HOW TO COMPLETE THIS TASK
Continue the text about children's risk of catching COVID-19 in parks and playgrounds, starting after its last sentence.

==== EXTRACTED TEXT ====

As the nation begins to reopen, parents are understandably concerned about the risks to their children of contracting COVID-19 in parks and playgrounds.

It’s a reasonable fear. We know that the coronavirus spreads when people cough, sneeze or just talk.

Does this mean children should stay away from playgrounds?

Not necessarily say epidemiologists and the Centers for Disease Control. “Carefully consider use of playgrounds, and help children follow guidelines,” counsels the CDC. In areas where the virus is actively spreading, it’s difficult to keep children safe in a playground because maintaining social distance can be all but impossible and disinfecting equipment is a challenge. “The virus that causes COVID-19 can spread when young children touch contaminated objects, and then touch their eyes, nose, or mouth,” the CDC says.

Though contact transmission (fomites in the medical parlance) has caused people to become sick, it is the least common way to become infected. The virus may linger for up to two or three days on metal and plastic, but the amount of infectious virus decreases over time and especially when also exposed to sunlight and warm temperatures.

“Our projections suggest warmer temperature and moderate outdoor ultraviolet exposure may offer a modest reduction in transmission,” say the authors of the latest study. “We find a strong association between temperatures above 25°C [77°F] and reduced transmission rates.”

Another study found that as the temperature rises from about 60 degrees, the number of infections decreases. “Per the present analysis, the strong environmental factor which could retard the growth rate of infection is temperature,” the authors of that study conclude.

It’s also know that children are far less susceptible to contracting COVID-19, and when they do become infected, their symptoms are generally less severe. Their rate of hospitalization is a tiny fraction of those for adults.

“Children overall are doing much better and are less sick than adults,” says Samuel Dominguez, a pediatric infectious disease specialist at Children’s Hospital Colorado in Aurora.

==== ENTRIES SUPPLIED ====

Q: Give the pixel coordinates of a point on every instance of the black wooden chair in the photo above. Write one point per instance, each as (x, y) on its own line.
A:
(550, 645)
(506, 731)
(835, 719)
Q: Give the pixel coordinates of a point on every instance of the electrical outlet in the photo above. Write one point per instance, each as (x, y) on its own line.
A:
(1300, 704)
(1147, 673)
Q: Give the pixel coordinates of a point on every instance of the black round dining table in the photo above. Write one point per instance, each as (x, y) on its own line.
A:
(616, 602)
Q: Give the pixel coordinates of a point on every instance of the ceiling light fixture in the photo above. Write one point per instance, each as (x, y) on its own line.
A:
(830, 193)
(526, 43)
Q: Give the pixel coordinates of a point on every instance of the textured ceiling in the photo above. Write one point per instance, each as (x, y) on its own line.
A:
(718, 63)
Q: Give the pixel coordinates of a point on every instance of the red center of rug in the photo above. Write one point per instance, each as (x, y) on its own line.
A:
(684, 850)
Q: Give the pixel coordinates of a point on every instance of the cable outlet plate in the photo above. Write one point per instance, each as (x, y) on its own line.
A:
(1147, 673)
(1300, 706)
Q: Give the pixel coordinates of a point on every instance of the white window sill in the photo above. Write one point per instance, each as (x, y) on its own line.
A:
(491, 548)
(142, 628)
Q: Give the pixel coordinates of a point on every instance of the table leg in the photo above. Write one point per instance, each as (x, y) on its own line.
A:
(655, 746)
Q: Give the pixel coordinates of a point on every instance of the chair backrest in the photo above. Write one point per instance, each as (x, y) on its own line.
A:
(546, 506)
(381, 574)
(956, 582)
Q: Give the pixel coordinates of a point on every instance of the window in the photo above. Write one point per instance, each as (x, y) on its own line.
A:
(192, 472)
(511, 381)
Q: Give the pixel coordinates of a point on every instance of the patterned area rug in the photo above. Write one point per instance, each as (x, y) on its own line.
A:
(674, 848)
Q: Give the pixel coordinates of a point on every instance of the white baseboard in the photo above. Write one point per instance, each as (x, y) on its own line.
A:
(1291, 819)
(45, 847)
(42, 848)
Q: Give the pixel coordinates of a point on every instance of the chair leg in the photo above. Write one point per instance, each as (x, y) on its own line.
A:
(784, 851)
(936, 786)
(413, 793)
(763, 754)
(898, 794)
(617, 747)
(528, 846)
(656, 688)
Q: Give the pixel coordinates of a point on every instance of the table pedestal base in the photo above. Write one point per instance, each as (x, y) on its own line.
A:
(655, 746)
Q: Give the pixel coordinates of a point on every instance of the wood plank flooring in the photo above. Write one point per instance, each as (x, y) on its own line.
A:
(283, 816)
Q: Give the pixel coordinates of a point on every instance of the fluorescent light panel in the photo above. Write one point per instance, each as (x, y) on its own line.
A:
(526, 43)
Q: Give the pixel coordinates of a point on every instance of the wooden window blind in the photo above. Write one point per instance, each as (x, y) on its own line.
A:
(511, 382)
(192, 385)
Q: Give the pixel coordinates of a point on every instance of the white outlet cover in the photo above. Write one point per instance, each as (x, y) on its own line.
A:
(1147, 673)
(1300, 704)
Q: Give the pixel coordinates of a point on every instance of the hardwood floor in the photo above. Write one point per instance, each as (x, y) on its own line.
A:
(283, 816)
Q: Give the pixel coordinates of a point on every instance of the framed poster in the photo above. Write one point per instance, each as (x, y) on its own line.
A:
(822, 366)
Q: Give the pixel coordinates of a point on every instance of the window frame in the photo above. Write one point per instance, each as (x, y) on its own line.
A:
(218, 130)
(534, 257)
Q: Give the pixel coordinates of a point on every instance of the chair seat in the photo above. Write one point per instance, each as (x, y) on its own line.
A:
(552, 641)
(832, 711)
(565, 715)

====
==== ENTRIES SUPPLIED ====

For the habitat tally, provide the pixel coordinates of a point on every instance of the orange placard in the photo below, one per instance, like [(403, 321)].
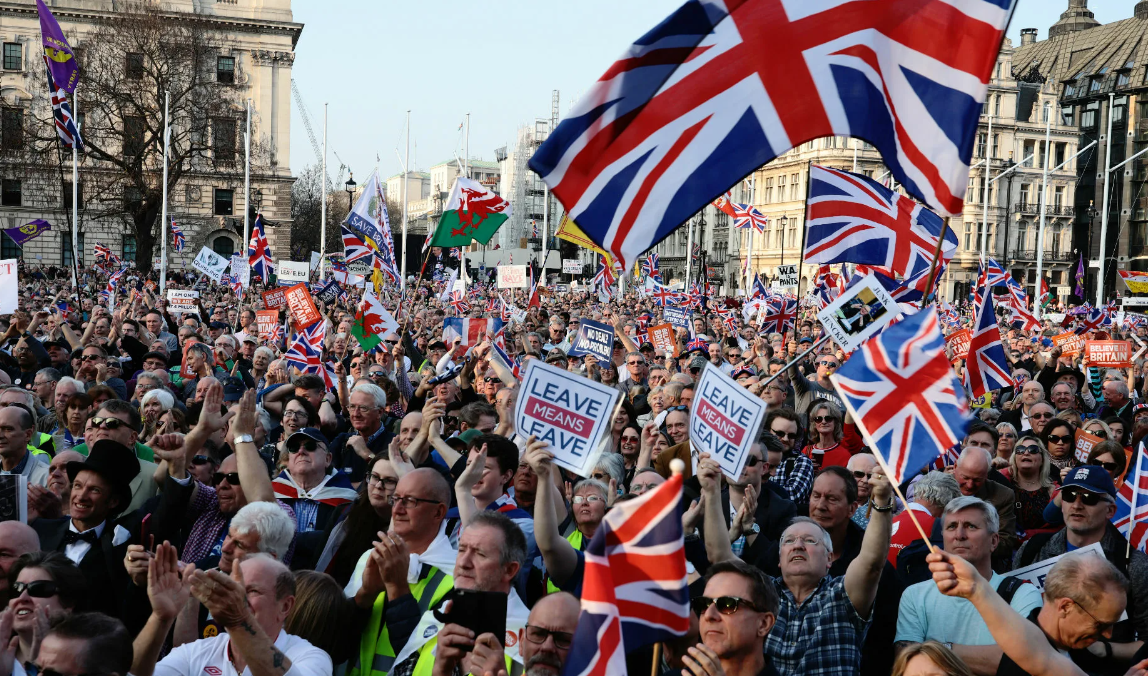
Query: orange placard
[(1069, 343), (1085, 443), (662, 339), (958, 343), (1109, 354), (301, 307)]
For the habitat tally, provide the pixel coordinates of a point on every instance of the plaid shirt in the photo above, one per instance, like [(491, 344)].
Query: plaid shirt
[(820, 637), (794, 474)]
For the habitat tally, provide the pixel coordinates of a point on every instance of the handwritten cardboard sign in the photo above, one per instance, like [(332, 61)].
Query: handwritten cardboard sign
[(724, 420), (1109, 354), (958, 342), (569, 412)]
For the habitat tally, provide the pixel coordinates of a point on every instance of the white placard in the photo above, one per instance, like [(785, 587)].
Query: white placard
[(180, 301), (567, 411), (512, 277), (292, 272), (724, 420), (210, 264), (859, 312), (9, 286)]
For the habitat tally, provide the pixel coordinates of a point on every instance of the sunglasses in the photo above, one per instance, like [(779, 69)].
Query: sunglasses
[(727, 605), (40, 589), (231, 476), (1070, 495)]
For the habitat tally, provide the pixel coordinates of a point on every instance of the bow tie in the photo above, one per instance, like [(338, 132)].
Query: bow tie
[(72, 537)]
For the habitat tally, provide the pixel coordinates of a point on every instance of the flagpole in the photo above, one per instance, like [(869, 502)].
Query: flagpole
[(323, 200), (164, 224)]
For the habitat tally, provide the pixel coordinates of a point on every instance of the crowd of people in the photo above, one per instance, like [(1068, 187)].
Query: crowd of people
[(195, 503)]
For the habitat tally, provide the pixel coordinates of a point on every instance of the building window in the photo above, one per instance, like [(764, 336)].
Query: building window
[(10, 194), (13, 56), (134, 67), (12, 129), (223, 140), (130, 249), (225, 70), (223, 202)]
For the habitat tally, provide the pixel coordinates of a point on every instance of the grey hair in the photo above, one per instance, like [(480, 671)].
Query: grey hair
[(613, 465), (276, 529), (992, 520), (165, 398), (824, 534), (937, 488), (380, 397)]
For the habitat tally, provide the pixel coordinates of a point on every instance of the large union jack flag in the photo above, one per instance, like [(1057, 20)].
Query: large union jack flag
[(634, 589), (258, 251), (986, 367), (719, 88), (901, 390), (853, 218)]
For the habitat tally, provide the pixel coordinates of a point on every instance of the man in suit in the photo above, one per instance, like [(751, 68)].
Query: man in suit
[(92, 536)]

====

RESPONSE TO THE TASK
Why isn’t known. “I don’t know if that is really a biological or immunological phenomenon or if it’s an exposure phenomenon,” he added.

That’s encouraged some parents to schedule play dates and even to head to the playground during low use times, wiping down equipment before it’s used.

A pediatrician with the Avera Medical Group recommends “using hand sanitizer while [children] are playing on the equipment and washing their hands well when they are done.”

The bigger challenge for parents is ensuring social distance. Instead of telling kids to stay 6 feet apart, Dr. Shari Eich says, “Telling them that they shouldn’t be close enough to touch another child is more realistic.”

Beyond the playground, parks are safe and offer plenty of opportunities for kids. Scrambling over logs, swinging from low hanging branches and rolling down hills can mimic the experience of an adventure playground. Walking, running or bicycling are all safe activities.

Water play is also safe, says the CDC. “There is no evidence that COVID-19 can spread to people through the water used in pools, hot tubs, or water playgrounds. Proper operation and disinfection of pools, hot tubs, and water playgrounds should kill the virus that causes COVID-19,” the agency says.

This summer isn’t going to be like any other. But by exercising caution and with a dose of common sense we can all still experience a fun summer.